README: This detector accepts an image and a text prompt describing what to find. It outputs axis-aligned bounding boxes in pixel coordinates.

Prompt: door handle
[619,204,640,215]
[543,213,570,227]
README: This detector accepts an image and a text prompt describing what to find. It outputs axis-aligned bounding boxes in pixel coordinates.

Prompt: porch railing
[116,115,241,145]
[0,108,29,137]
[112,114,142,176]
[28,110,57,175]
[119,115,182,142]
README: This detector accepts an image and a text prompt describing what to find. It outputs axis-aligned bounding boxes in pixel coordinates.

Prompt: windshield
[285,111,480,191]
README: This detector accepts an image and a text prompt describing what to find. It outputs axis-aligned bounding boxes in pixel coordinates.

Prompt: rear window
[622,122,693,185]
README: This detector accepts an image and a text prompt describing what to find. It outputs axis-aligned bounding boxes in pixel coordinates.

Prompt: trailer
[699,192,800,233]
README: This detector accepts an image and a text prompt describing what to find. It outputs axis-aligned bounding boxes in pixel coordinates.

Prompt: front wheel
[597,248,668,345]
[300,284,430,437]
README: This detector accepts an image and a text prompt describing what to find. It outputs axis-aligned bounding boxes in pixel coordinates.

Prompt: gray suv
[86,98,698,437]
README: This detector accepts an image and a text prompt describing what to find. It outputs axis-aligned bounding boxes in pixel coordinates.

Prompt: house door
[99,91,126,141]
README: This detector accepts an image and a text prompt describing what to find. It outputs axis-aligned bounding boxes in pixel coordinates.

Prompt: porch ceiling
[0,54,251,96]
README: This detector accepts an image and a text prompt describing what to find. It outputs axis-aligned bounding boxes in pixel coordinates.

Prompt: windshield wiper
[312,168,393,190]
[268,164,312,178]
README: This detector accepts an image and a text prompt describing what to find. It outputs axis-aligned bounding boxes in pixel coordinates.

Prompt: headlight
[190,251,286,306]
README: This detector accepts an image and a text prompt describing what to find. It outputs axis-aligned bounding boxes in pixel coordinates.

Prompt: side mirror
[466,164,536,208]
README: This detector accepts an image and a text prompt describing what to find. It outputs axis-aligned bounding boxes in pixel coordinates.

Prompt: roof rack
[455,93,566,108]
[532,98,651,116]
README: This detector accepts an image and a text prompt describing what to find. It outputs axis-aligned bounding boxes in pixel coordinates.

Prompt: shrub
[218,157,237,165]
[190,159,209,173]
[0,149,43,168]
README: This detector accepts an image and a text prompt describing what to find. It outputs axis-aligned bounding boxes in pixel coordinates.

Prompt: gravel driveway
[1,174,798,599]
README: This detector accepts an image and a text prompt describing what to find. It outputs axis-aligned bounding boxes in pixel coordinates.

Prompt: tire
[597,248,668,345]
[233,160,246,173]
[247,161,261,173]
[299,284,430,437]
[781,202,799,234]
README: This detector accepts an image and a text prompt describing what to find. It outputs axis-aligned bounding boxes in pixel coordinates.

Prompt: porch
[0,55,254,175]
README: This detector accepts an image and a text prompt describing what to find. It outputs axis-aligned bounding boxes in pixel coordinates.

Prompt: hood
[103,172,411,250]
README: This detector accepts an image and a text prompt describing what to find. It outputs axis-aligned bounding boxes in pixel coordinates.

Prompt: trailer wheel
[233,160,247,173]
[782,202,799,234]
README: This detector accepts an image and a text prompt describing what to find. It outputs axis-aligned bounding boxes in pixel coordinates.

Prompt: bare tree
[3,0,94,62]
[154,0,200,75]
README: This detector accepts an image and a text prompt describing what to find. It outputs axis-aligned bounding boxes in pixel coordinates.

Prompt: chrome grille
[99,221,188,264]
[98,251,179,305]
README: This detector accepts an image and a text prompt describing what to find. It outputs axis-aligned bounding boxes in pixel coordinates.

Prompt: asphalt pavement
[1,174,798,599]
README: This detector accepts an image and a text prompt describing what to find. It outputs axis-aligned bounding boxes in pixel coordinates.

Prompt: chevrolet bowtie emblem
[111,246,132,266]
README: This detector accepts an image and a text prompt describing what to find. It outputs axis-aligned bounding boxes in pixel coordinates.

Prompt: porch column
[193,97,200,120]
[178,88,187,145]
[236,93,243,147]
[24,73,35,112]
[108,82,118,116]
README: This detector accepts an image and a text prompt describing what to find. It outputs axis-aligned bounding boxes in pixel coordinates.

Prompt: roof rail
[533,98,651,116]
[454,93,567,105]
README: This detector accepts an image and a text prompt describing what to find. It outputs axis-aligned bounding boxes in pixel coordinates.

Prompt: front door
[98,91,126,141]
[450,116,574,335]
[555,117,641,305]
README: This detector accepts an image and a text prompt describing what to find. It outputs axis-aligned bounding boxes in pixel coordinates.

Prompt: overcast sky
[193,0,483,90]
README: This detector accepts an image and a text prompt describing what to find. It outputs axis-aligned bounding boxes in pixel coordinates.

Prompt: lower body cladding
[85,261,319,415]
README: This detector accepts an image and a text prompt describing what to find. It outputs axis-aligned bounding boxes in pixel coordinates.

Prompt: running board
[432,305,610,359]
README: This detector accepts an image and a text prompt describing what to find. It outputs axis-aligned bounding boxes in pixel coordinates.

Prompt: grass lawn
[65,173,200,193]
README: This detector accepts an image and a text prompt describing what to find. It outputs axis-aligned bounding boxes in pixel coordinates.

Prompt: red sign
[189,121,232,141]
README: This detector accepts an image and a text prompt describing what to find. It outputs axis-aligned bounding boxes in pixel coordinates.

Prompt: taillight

——————

A word-for-word copy of the listing is the expected answer.

README: This detector accepts an image and a text prompt describing what to find. It outputs axis-aligned bounding boxes in pixel coordinates.

Prompt: door handle
[619,204,640,215]
[543,213,570,227]
README: This detector accepts an image and a text prompt describing what to find. It outputs axis-aligned bounding boxes in pixel coordinates.

Prompt: porch railing
[116,115,241,145]
[0,108,29,137]
[112,114,142,176]
[28,110,57,175]
[119,115,182,142]
README: This detector accepts an image and a text prompt describing what to find. It outputs axis-aligned bounding boxes in pixel coordinates.

Prompt: windshield
[285,111,480,191]
README: This detector accepts an image and a text prompt describing what to find. It outputs axis-aligned bounding boxes in pixel coordinates.

Prompt: rear window
[622,122,693,185]
README: This detector accepts an image and a text prompt describing what to find. It outputs axis-aligned bounding boxes in pixel coordinates.

Prompt: trailer
[699,192,800,233]
README: This detector accepts an image and a text prompt describing what to find. It outputs axis-aligned bounding boxes in pixel coordinates.

Prompt: front wheel
[597,248,668,345]
[300,284,430,437]
README: This detector accepts an image and a text prompt describing what to find. It outputs axis-aligned bounding boxes in pixel coordinates.

Prompt: gray suv
[86,98,698,437]
README: This detector accepts an image and a text prompt describing what to find. It outputs axis-aligned bounding boxes in pixel coordinates.

Prompt: house door
[99,91,126,141]
README: This detector accepts an image and a text prompt describing what to find. It outputs axis-aligned bounding boxes in pixel coordinates.

Prompt: porch ceiling
[0,54,251,96]
README: This detector accepts an image and a text prompt describing what to find. It outputs axis-aligned bounding boxes in pixel coordinates.

Prompt: windshield wiper
[312,168,393,190]
[268,164,312,178]
README: This detector accepts an image and a text prompt describing what to find. It outputs axis-aligned bounding boxes in pixel coordinates.

Prompt: headlight
[190,251,286,306]
README: This detector accepts an image and a text prompt describing what to find. It outputs axis-aligned bounding boxes in pixel coordinates.

Prompt: side mirror
[466,164,536,208]
README: This detector accepts an image and a text prompt describing what to find. It outputs axis-aligned bounding boxes in pixel coordinates.

Prompt: roof rack
[455,93,566,108]
[532,98,651,116]
README: This detector accepts an image and a text prompt describing what to find. It outputs axis-aligned bounding boxes in pixel coordinates.

Prompt: shrub
[218,157,237,165]
[190,159,209,173]
[0,149,43,168]
README: This detector accepts an image and a text prompt describing what to find. It outputs axis-aligned bounding boxes in pixel coordinates.

Prompt: gravel driveway
[1,174,798,599]
README: This detector accepts an image and a text prompt describing what to find. It outputs axis-aligned bounding boxes in pixel coordinates.

Prompt: tire
[597,248,668,345]
[233,160,246,173]
[247,161,261,173]
[299,284,430,437]
[781,202,799,234]
README: This detector accepts an image and a text prompt describing what to find. It outputs axis-aligned bounding boxes in pixel coordinates.

Prompt: porch
[0,55,254,175]
README: This detector accepts an image and a text prompt describing what to find. It outputs axis-aligned bounding boxes in pixel coordinates.

Prompt: hood
[103,172,411,250]
README: This detector accepts an image and a text prompt describing what to find. It outputs axis-aligned bounding boxes in pixel coordinates.

Prompt: trailer wheel
[233,160,247,173]
[782,202,799,234]
README: This detector accepts an image and a text prompt describing what to find. It outputs axis-aligned bounding boxes in pixel coordinates.

Prompt: bare tree
[3,0,94,62]
[154,0,200,75]
README: This detector accepts an image and a text prompt describing what to find. It outputs axis-aligned bounding boxes in pixel coordinates.

Prompt: chrome grille
[99,221,188,264]
[98,251,179,305]
README: This detector accepts an image and a text prompt describing what to find. It outputs axis-aligned bounding boxes in pixel coordinates.

Prompt: asphalt pavement
[1,174,798,599]
README: This detector accepts an image and a text prompt describing what to find. It outputs axis-aligned bounding boxes in pixel coordinates.

Prompt: chevrolet bowtie emblem
[111,246,132,266]
README: This detector accepts an image and a text prompt describing what to find. It outputs axis-aligned bounding boxes in pixel coordinates.

Prompt: porch column
[193,97,200,120]
[178,88,187,145]
[236,93,243,147]
[24,73,35,112]
[108,82,118,116]
README: This detector accepts an image and a text prompt describing what to find. It outputs axis-aligned bounding boxes in pixel coordinates.

Prompt: roof rail
[533,98,651,116]
[454,93,567,105]
README: This detector accepts an image and a text prompt describing what to find. It outputs axis-aligned bounding boxes in pixel coordinates.

Prompt: front door
[98,91,126,141]
[450,116,574,335]
[555,117,641,305]
README: This detector accepts an image and a text prompt describing what to find. It outputs axis-aligned bounding boxes in pixel coordinates.

Prompt: overcast sky
[193,0,483,90]
README: This detector accepts an image and a text prompt describing what to find. It outputs axis-aligned bounding boxes in pixel coordinates.

Prompt: lower body cladding
[85,261,319,415]
README: This detector accepts an image and a text prompt describing what to find. It outputs axis-aligned bounding boxes in pixel coordinates.

Prompt: running board
[432,305,610,359]
README: This detector accepts an image and a text prompt describing what to find. It outputs axis-aligned bounding boxes in pixel coordinates.

Prompt: grass lawn
[65,173,200,193]
README: This detector accepts an image and a text prompt describing what to find. It outputs axis-aligned bounding boxes in pixel coordinates.

Prompt: red sign
[189,121,232,141]
README: This detector accepts an image and a text prompt describing what to find. It outputs axis-aligned bounding boxes in pixel coordinates.

Prompt: taillight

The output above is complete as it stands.